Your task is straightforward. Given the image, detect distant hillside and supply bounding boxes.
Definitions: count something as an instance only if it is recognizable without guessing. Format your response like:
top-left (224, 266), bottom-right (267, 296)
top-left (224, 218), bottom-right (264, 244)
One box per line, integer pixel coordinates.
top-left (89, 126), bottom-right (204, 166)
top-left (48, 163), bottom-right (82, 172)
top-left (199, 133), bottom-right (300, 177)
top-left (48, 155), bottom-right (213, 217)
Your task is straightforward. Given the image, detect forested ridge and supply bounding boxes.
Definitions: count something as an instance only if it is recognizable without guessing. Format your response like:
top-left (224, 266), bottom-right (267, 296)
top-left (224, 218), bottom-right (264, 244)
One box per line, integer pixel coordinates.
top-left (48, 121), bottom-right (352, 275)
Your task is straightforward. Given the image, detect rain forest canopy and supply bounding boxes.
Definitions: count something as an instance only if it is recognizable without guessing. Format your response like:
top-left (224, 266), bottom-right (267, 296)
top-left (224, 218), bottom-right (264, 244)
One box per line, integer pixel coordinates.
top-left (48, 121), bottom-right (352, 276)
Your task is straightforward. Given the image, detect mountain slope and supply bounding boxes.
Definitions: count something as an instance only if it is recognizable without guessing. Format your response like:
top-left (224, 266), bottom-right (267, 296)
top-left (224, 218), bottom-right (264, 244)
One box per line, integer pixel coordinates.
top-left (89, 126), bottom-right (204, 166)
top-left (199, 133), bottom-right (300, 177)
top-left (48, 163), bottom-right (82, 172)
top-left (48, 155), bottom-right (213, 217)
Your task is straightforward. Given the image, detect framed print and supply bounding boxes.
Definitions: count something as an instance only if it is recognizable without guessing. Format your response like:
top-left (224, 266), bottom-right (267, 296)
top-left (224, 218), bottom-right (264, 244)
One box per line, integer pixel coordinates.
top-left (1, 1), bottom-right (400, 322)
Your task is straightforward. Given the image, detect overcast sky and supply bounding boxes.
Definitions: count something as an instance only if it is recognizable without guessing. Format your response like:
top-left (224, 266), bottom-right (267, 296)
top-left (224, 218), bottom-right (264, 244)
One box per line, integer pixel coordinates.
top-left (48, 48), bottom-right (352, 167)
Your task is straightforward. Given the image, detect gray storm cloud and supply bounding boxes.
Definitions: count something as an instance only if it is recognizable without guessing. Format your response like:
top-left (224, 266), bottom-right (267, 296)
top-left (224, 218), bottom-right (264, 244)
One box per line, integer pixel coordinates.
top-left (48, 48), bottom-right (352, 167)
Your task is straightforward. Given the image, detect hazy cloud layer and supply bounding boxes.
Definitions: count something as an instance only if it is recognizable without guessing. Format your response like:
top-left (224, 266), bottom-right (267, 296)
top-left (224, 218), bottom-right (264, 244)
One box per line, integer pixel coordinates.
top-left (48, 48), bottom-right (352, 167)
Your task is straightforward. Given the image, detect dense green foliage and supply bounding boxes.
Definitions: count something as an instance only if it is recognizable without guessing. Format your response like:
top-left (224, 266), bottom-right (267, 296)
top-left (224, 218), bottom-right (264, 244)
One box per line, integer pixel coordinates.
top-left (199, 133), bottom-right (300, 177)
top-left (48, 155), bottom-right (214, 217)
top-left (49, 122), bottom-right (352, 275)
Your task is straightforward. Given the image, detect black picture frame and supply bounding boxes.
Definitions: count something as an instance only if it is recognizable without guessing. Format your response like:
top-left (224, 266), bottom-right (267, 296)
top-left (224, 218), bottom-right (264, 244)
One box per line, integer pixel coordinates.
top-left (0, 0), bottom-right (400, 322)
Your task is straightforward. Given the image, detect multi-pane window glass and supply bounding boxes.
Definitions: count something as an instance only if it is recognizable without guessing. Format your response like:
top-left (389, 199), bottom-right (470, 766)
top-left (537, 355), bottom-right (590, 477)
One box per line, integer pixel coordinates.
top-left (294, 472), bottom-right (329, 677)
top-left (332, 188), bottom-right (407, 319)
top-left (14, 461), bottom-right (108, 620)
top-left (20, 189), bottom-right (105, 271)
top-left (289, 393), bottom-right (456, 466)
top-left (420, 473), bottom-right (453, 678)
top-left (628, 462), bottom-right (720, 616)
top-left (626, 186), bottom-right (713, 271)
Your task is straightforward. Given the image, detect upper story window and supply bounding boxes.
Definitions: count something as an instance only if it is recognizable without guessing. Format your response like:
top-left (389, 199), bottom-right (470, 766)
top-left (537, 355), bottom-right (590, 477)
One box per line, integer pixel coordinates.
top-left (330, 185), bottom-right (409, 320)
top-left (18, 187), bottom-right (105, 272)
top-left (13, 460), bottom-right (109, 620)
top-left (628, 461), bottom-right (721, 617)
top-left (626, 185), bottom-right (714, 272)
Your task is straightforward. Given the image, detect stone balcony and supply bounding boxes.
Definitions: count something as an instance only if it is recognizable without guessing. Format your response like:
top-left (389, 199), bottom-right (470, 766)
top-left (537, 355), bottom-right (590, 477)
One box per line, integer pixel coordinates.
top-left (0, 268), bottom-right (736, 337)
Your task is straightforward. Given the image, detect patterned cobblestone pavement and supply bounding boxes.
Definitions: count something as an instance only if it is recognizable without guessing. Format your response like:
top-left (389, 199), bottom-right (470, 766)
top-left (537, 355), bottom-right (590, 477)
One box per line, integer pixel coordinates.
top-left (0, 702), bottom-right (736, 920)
________________
Rewrite all the lines above, swapping "straightforward" for "simple" and leaving everything else as it is.

▶ [FULL OUTPUT]
Your task is simple. Given the image, detect distant hillside and supply bounding boxes.
Definitions: count something as an instance only if it is recognizable without guessing. Format your response like:
top-left (224, 266), bottom-right (267, 296)
top-left (224, 218), bottom-right (264, 244)
One box per line, integer pixel coordinates.
top-left (89, 126), bottom-right (204, 166)
top-left (48, 163), bottom-right (82, 172)
top-left (199, 133), bottom-right (300, 177)
top-left (48, 155), bottom-right (213, 217)
Your task is simple. Given the image, detect forested ridge and supply bounding boxes.
Definitions: count something as an instance only if it is recognizable without guessing. Format your response like:
top-left (224, 266), bottom-right (267, 296)
top-left (224, 218), bottom-right (264, 244)
One box per line, integer pixel coordinates.
top-left (48, 121), bottom-right (352, 275)
Your task is simple. Given the image, detect rain forest canopy and supply bounding boxes.
Definitions: count something as an instance only if it is recognizable without guessing. Format your response like:
top-left (224, 266), bottom-right (267, 296)
top-left (224, 218), bottom-right (264, 244)
One box per line, integer pixel coordinates.
top-left (48, 121), bottom-right (352, 276)
Your task is simple. Given the image, detect mountain slope and supply bounding boxes.
Definitions: count something as an instance only if it is recognizable without guessing. Format your response like:
top-left (224, 266), bottom-right (267, 296)
top-left (224, 218), bottom-right (264, 244)
One box per line, integer pixel coordinates.
top-left (89, 126), bottom-right (204, 166)
top-left (199, 133), bottom-right (300, 177)
top-left (48, 163), bottom-right (82, 172)
top-left (48, 155), bottom-right (213, 217)
Your task is simple. Given the image, detect framed print and supply bounding boxes.
Definitions: count something as an instance only if it is recognizable without guessing. Format your response like:
top-left (224, 266), bottom-right (267, 296)
top-left (224, 218), bottom-right (264, 244)
One box per line, integer pixel coordinates.
top-left (1, 1), bottom-right (400, 322)
Your task is simple. Given the image, detect overcast sky and supply bounding boxes.
Definitions: count something as an instance only if it is recognizable without guessing. Format your response like:
top-left (224, 266), bottom-right (267, 296)
top-left (224, 218), bottom-right (264, 244)
One box per line, integer pixel coordinates.
top-left (48, 48), bottom-right (352, 167)
Your task is simple. Given the image, detect gray storm cloud and supply bounding boxes.
Definitions: count something as an instance only if it is recognizable without guessing. Format your response like:
top-left (224, 266), bottom-right (267, 296)
top-left (224, 218), bottom-right (264, 244)
One box per line, integer pixel coordinates.
top-left (48, 48), bottom-right (352, 167)
Your task is simple. Given the image, detect hazy cloud layer and supply bounding boxes.
Definitions: count something as an instance only if it is recognizable without guessing. Format your response like:
top-left (224, 266), bottom-right (267, 296)
top-left (224, 218), bottom-right (264, 244)
One box per line, integer pixel coordinates.
top-left (48, 48), bottom-right (352, 167)
Your task is simple. Given the image, detect dense green foliage and supply bounding boxes.
Definitions: count something as an instance only if it is recognizable without guessing. Format your response like:
top-left (224, 266), bottom-right (267, 296)
top-left (224, 218), bottom-right (264, 244)
One box per line, integer pixel coordinates.
top-left (199, 133), bottom-right (300, 177)
top-left (48, 155), bottom-right (214, 217)
top-left (49, 122), bottom-right (352, 275)
Your task is simple. Given the image, detect black picture frame and supply bounding boxes.
Definitions: count something as an instance only if it is recognizable without guessing. Format your response like:
top-left (224, 266), bottom-right (267, 296)
top-left (224, 218), bottom-right (264, 244)
One box per line, integer pixel coordinates.
top-left (0, 0), bottom-right (400, 322)
Your task is simple. Given the image, detect multi-pane window glass and supply bounding boxes.
Definitions: count something as an instance only if it is recognizable without guessing. Format your response like:
top-left (389, 199), bottom-right (470, 766)
top-left (537, 355), bottom-right (590, 477)
One box per line, integer pixel coordinates.
top-left (294, 472), bottom-right (329, 677)
top-left (332, 188), bottom-right (407, 319)
top-left (14, 461), bottom-right (108, 620)
top-left (20, 189), bottom-right (105, 271)
top-left (289, 393), bottom-right (456, 466)
top-left (420, 473), bottom-right (453, 678)
top-left (628, 462), bottom-right (720, 616)
top-left (626, 186), bottom-right (713, 271)
Your task is simple. Given the image, detect upper story window and supply bounding boxes.
Definitions: count something as an instance only if it is recognizable without guessing. Format your response like:
top-left (389, 199), bottom-right (470, 766)
top-left (537, 355), bottom-right (590, 477)
One box per line, integer pixel coordinates.
top-left (330, 185), bottom-right (409, 320)
top-left (18, 187), bottom-right (105, 272)
top-left (13, 460), bottom-right (109, 620)
top-left (628, 461), bottom-right (721, 617)
top-left (626, 185), bottom-right (714, 272)
Your task is simple. Given the image, detect stone balcony and supply bounding boxes.
Definitions: count something as an instance only if it is recognizable without guessing. Format your response like:
top-left (389, 199), bottom-right (470, 766)
top-left (537, 355), bottom-right (590, 477)
One box per line, integer pixel coordinates.
top-left (0, 268), bottom-right (736, 337)
Your task is simple. Given the image, detect patterned cobblestone pavement and supply bounding boxes.
Definitions: count something as an instance only if it is recognizable without guessing. Format your response like:
top-left (389, 199), bottom-right (470, 766)
top-left (537, 355), bottom-right (590, 477)
One box per line, integer pixel coordinates.
top-left (0, 702), bottom-right (736, 920)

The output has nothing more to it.